**Problem statement:** Skip the pictures. Transcribe the rest of the data below without changing a word.

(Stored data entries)

================

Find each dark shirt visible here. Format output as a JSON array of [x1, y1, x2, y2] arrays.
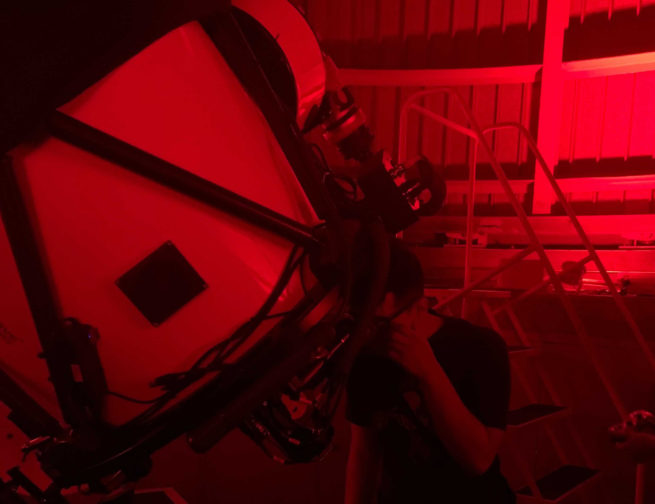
[[347, 316, 515, 504]]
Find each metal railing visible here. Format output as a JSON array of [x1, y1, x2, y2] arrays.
[[398, 87, 655, 503]]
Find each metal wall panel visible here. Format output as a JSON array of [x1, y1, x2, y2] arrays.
[[560, 70, 655, 162], [352, 82, 535, 167], [300, 0, 540, 67], [569, 0, 655, 20], [297, 0, 655, 214]]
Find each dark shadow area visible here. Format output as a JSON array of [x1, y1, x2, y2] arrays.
[[565, 6, 655, 62]]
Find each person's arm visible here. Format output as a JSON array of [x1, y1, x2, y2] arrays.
[[415, 357, 504, 475], [345, 423, 382, 504], [384, 326, 506, 475], [613, 430, 655, 463]]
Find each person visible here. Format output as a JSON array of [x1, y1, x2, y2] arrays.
[[345, 240, 515, 504], [609, 410, 655, 463]]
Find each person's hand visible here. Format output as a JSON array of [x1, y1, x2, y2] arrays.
[[381, 321, 438, 383], [612, 430, 655, 463], [609, 410, 655, 463]]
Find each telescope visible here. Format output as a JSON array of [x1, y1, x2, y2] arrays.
[[0, 1, 445, 501]]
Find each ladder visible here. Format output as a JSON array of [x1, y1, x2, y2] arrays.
[[398, 87, 655, 503]]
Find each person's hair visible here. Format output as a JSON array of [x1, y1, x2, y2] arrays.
[[386, 238, 424, 306], [350, 238, 424, 313]]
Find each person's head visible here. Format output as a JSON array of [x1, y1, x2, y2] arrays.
[[350, 237, 425, 319], [375, 239, 425, 320]]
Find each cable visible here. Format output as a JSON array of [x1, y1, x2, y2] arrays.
[[207, 247, 306, 366], [115, 246, 302, 427], [106, 390, 162, 405], [182, 246, 303, 372], [264, 309, 296, 320], [310, 143, 357, 200], [310, 143, 329, 172], [117, 244, 306, 427]]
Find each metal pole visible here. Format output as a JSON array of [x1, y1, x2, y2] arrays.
[[398, 88, 628, 417], [461, 105, 628, 418], [491, 121, 655, 377], [49, 113, 320, 250], [433, 246, 536, 311], [0, 157, 80, 426], [462, 140, 478, 318], [0, 365, 63, 437]]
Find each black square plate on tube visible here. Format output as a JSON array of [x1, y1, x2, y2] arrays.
[[116, 241, 208, 327]]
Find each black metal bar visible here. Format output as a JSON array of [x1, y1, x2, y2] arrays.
[[0, 478, 28, 504], [7, 469, 45, 501], [201, 12, 338, 222], [49, 112, 320, 249], [0, 156, 82, 427], [43, 283, 333, 486], [0, 366, 63, 438]]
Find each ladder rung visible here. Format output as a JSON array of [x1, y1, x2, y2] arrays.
[[494, 254, 596, 315], [427, 288, 513, 314], [507, 404, 567, 428], [517, 465, 599, 502]]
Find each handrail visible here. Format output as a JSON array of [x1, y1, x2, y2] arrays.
[[484, 121, 655, 377], [396, 86, 653, 419], [398, 91, 480, 302]]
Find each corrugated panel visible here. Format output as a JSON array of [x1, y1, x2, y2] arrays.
[[354, 82, 535, 168], [452, 0, 478, 33], [298, 0, 655, 214], [570, 0, 655, 20], [629, 71, 655, 157], [400, 84, 533, 166], [301, 0, 655, 67], [301, 0, 541, 68], [560, 70, 655, 163], [348, 79, 536, 215], [551, 69, 655, 213], [505, 0, 539, 28]]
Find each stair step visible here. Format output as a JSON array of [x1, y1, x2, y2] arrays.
[[507, 404, 567, 428], [517, 465, 599, 502]]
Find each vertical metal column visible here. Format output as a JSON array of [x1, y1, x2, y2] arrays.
[[0, 157, 78, 426], [533, 0, 569, 214]]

================

**Expected answer:**
Find each dark shirt visible here. Format output as a JSON array of [x1, y1, x2, y2] arrays.
[[347, 316, 515, 504]]
Find each metal railing visible here. Format output as a JSON array of [x1, y1, x2, y2] arrays.
[[398, 87, 655, 503]]
Find each metal wall panel visible here. Format output as a JSON array of [x1, y1, x2, y2] arrays.
[[560, 70, 655, 162], [352, 82, 535, 167], [300, 0, 540, 67], [569, 0, 655, 20], [297, 0, 655, 214]]
Find each dark shadow area visible here. Format output as a JSON array of [x1, y1, x2, y2] arrays.
[[565, 6, 655, 62]]
Find each person's arm visible here. Format output as a JSON array of [x1, y1, x2, y2] arrays.
[[415, 357, 504, 475], [345, 423, 382, 504], [384, 326, 506, 475], [613, 430, 655, 463]]
Find each person visible here. Format output as a JSON array of [x1, y1, x2, y2] arrays.
[[345, 240, 515, 504], [609, 410, 655, 463]]
Find each person's hand visible here. Format output as a JSON array of [x1, y1, x2, y2] arrays.
[[381, 321, 438, 383], [612, 430, 655, 463], [609, 410, 655, 463]]
Find each telescope visible here. Format output as a JSON array of [x1, y1, x2, y2] arrays.
[[0, 1, 445, 501]]
Find each ladder visible here. Format output as a JSON array of [x1, y1, x2, y2] arrays.
[[398, 87, 655, 503]]
Find each person's hair visible here. Format output as a JSON array of [x1, y1, x2, y2] arrays.
[[386, 238, 424, 306], [350, 238, 424, 313]]
Find each person's head visible here. Format output as a JSON array of [x1, y1, x2, y2] arrays.
[[350, 237, 425, 319], [375, 239, 425, 320]]
Find each cable visible here. Format output as a JSON array of [x1, y1, x2, y2] arrays.
[[207, 247, 306, 366], [115, 246, 302, 427], [106, 390, 162, 405], [182, 246, 303, 372], [264, 309, 296, 320], [310, 143, 357, 200], [310, 143, 329, 172], [117, 244, 306, 427]]
Find each metal pole visible here. Format output as a JSON array of [x1, y1, x2, y2] arrays.
[[398, 88, 628, 417], [461, 105, 628, 418], [491, 121, 655, 377], [49, 113, 320, 250], [433, 246, 536, 311], [0, 157, 80, 426], [462, 140, 478, 318], [0, 365, 63, 437]]
Find each black square plate on tube visible here. Format output as a JSON array of [x1, y1, x2, y2] arrays.
[[116, 241, 208, 327]]
Find each black metal bar visible here. Format output as a JSON array of [x1, y1, x2, y2] arrays.
[[0, 478, 28, 504], [7, 469, 45, 501], [201, 12, 338, 222], [49, 112, 320, 249], [0, 156, 82, 427], [43, 283, 333, 486], [0, 366, 63, 438]]
Find each ladder rung visible here. Format output as a JSON array of [x1, y1, x2, y2] arrays.
[[494, 254, 596, 315], [427, 288, 513, 314], [507, 404, 567, 428], [517, 465, 599, 502]]
Find each handrail visible here. Format output as a JSON array of [x1, y1, x2, y2] arrays.
[[484, 121, 655, 377], [396, 86, 653, 419], [398, 91, 480, 302]]
Find each corrugated panel visible here. Format output as a JSON array of [x1, y1, x2, y2] arrays.
[[354, 82, 535, 168], [452, 0, 478, 33], [298, 0, 655, 214], [570, 0, 655, 20], [629, 71, 655, 157], [400, 84, 533, 166], [301, 0, 655, 67], [301, 0, 541, 68], [560, 70, 655, 163], [348, 79, 536, 215], [551, 69, 655, 213], [505, 0, 539, 28]]
Find each stair step visible here. Format output as a JSON array of [x1, y1, x2, y2] arrays.
[[507, 404, 567, 428], [517, 465, 599, 502]]
Find each vertical metal column visible here. Format output as a JSON array of [x1, y1, x2, y2] arrays.
[[0, 157, 78, 426], [533, 0, 569, 214]]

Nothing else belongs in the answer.